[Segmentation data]

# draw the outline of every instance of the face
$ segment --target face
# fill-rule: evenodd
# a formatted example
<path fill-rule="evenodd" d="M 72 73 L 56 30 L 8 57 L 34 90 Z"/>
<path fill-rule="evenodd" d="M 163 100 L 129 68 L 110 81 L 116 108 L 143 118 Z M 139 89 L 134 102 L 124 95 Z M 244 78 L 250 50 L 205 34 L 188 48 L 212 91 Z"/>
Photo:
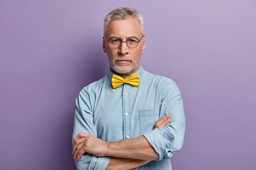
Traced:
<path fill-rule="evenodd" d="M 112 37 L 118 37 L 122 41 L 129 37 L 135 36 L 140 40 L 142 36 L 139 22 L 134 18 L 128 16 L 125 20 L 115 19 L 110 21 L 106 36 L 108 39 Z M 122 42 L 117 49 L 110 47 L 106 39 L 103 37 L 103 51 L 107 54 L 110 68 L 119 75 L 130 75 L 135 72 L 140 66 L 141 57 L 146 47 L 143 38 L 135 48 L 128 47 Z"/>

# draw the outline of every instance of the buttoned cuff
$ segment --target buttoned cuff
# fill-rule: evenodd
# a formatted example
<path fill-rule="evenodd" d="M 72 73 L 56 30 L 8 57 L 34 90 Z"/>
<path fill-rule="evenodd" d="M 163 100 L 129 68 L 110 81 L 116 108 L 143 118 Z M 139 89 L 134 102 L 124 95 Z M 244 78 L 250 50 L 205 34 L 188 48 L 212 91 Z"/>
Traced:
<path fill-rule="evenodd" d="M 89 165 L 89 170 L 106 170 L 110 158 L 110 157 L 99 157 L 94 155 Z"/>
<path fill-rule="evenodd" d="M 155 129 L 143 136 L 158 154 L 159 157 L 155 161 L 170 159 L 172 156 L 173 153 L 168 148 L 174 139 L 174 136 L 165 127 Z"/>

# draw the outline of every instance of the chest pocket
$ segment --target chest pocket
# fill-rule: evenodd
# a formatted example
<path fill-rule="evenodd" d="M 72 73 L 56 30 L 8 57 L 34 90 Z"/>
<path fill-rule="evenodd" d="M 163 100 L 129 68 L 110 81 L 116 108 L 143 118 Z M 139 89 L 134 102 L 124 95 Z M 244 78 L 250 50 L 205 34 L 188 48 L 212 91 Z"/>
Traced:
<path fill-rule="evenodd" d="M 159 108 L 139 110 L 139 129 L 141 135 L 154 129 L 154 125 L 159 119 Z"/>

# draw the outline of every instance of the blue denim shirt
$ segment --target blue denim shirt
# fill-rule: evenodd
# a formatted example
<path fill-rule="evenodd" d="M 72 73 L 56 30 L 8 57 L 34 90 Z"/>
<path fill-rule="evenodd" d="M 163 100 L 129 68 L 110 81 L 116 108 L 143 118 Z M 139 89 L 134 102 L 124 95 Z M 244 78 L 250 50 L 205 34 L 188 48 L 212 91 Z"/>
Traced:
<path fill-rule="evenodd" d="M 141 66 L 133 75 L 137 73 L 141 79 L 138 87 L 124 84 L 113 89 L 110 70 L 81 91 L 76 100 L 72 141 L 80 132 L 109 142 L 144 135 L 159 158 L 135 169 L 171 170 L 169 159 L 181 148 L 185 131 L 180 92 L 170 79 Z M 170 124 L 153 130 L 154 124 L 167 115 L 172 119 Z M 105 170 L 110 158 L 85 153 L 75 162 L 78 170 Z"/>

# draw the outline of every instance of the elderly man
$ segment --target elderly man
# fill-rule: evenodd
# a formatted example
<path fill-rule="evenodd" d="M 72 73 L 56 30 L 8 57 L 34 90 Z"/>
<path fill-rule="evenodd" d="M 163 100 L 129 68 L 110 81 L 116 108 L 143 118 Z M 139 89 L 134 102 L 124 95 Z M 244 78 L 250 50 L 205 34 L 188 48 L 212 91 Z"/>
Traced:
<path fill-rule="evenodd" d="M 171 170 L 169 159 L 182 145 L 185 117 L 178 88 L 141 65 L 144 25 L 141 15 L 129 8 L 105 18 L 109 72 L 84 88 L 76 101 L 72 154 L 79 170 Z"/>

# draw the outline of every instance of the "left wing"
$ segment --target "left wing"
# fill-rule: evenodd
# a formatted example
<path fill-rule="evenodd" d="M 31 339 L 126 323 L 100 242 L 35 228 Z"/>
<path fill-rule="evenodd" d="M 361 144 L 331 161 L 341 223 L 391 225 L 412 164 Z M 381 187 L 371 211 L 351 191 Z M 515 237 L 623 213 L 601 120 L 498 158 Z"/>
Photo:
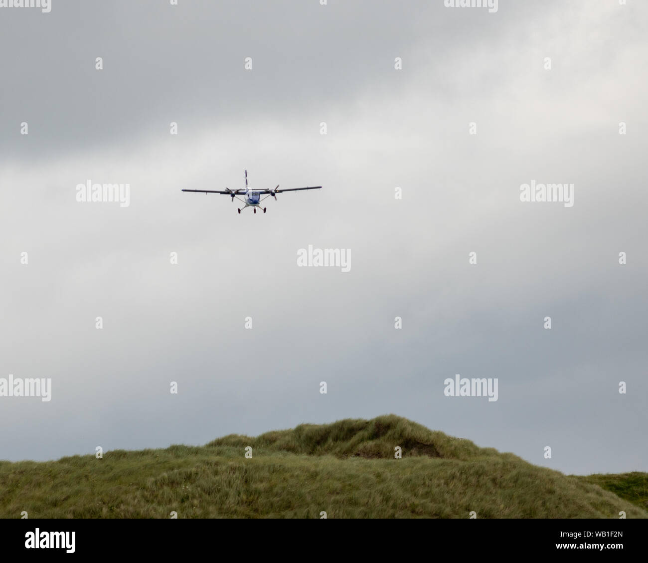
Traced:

(Prompt) Return only the listing lines between the one holding "# draw the outline of every instance of the buttoned" and the one holding "159 108 L 139", inclusive, with "breast pocket" substituted for "chest pocket".

(Complete response)
# draw the outline of every instance of the buttoned cuff
$ segment --target buttoned cuff
# fill-rule: evenodd
# a formatted example
<path fill-rule="evenodd" d="M 72 73 L 56 30 L 8 57 L 34 90 Z"/>
<path fill-rule="evenodd" d="M 163 100 L 129 68 L 110 81 L 116 108 L 143 118 Z M 139 89 L 134 102 L 124 95 Z M 244 78 L 250 50 L 205 34 L 188 48 L 212 91 Z"/>
Traced:
<path fill-rule="evenodd" d="M 89 165 L 89 170 L 106 170 L 110 158 L 110 157 L 99 157 L 94 155 Z"/>
<path fill-rule="evenodd" d="M 155 129 L 143 136 L 158 154 L 159 157 L 155 161 L 170 159 L 172 156 L 173 153 L 168 148 L 174 139 L 174 136 L 165 127 Z"/>

# draw the outline of every instance of the breast pocket
$ segment --target breast pocket
# fill-rule: evenodd
# a formatted example
<path fill-rule="evenodd" d="M 72 73 L 56 30 L 8 57 L 34 90 Z"/>
<path fill-rule="evenodd" d="M 163 100 L 129 68 L 110 81 L 116 108 L 143 118 Z M 139 89 L 134 102 L 124 95 Z M 244 78 L 250 50 L 205 34 L 188 48 L 212 91 Z"/>
Traced:
<path fill-rule="evenodd" d="M 159 108 L 139 110 L 139 129 L 141 135 L 154 129 L 154 125 L 159 119 Z"/>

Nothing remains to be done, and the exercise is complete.